### DESCRIPTION OF THE TASK
Reproduce the lines below word for word.

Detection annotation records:
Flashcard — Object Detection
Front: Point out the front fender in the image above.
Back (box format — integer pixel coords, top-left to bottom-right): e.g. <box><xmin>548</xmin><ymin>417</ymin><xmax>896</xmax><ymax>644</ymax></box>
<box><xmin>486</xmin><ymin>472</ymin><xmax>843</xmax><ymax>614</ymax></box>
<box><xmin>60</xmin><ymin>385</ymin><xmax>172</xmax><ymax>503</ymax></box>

### EXERCISE OUTPUT
Flashcard — Object Detection
Front: Point out the front fender in the image above.
Back (box format — integer pixel coords, top-left to bottom-right): e.g. <box><xmin>548</xmin><ymin>417</ymin><xmax>896</xmax><ymax>644</ymax></box>
<box><xmin>486</xmin><ymin>472</ymin><xmax>843</xmax><ymax>614</ymax></box>
<box><xmin>60</xmin><ymin>385</ymin><xmax>172</xmax><ymax>503</ymax></box>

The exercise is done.